**Task instructions**
**A)** In the forum thread about the ThinkPad keyboard turning off the screen, what condition did rmplayer find the internal parts in after removing the keyboard?
**B)** Carry on the forum thread about the ThinkPad keyboard turning off the screen, picking up after its final line.

**Text to read**
____________________

# [SOLVED] keyboard turns off lcd



## rmplayer (Aug 1, 2013)

I have a T42 thinkpad with windows 2000 and have not had problems until now. When I use the keyboard and MS Word the screen goes dark. The mouse works, and allows internet access but whenever I type with the keyboard the screen will also go dark. This requires me to power off. Have found instructions to remove the keyboard and would appreciate suggestions as to locating the problem.
rmplayer


----------



## spunk.funk (May 13, 2010)

*Re: keyboard turns off lcd*

Boot into *Setup* (Bios) go to *Integrated Peripherals* or some such, and look for *Legacy Keyboard*, or *touch pad*, and see if it is* Disabled* then Enable it. 
Also, go to the Lenovo drivers site for your model Drivers and software - ThinkPad T42, T42p and download the *Chipset* and *Mouse and Keyboard* driver, And* Display *driver.


----------



## rmplayer (Aug 1, 2013)

*Re: keyboard turns off lcd*

Thanks for the reply. I took out the keyboard. The internal parts were dusty so cleaned it up. After reinstalling the keyboard the problem seems to have vanished. Will know more after I try the DVD.:dance:


----------



## spunk.funk (May 13, 2010)

*Re: keyboard turns off lcd*

Sounds like you got it, good job! Please mark this thread Solved in the Thread Tools at the top.


----------



## rmplayer (Aug 1, 2013)

*Re: keyboard turns off lcd*



spunk.funk said:


> Sounds like you got it, good job! Please mark this thread Solved in the Thread Tools at the top.

____________________

**Given data**

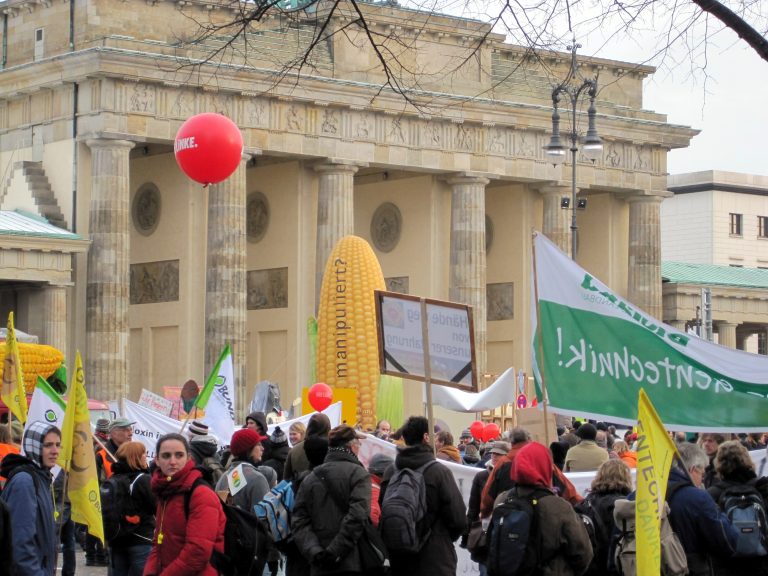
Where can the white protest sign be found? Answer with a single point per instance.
(333, 412)
(149, 426)
(449, 333)
(155, 402)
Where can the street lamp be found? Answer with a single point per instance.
(591, 145)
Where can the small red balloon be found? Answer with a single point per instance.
(491, 432)
(476, 429)
(320, 396)
(208, 147)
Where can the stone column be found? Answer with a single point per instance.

____________________

**Per-task outputs**
**A)** The internal parts were dusty.

**B)**
Correction: The problem was not solved but got another motherboard with a newer CPU that doesn't get so hot. Installed the new mother board and get the message "System Checksum Bad" and then a symbol indicating a lock that is closed and a negative sign. 

Can't get into the Bios by pressing F1.
How do I remove the lock?
Thanks


----------



## spunk.funk (May 13, 2010)

*Re: keyboard turns off lcd*



> got another motherboard with a newer CPU....a symbol indicating a lock


It sounds like you have a bios password set. Is this a brand new motherboard, or is this a used motherboard, that is new for you? If you have a Bios Password, it is against TSF rules to assist with Password circumvention.


----------



## rmplayer (Aug 1, 2013)

*Re: keyboard turns off lcd*

I have replaced my original motherboard and after adjusting the hibernation find that the computer no longer crashes.
Thanks for the input.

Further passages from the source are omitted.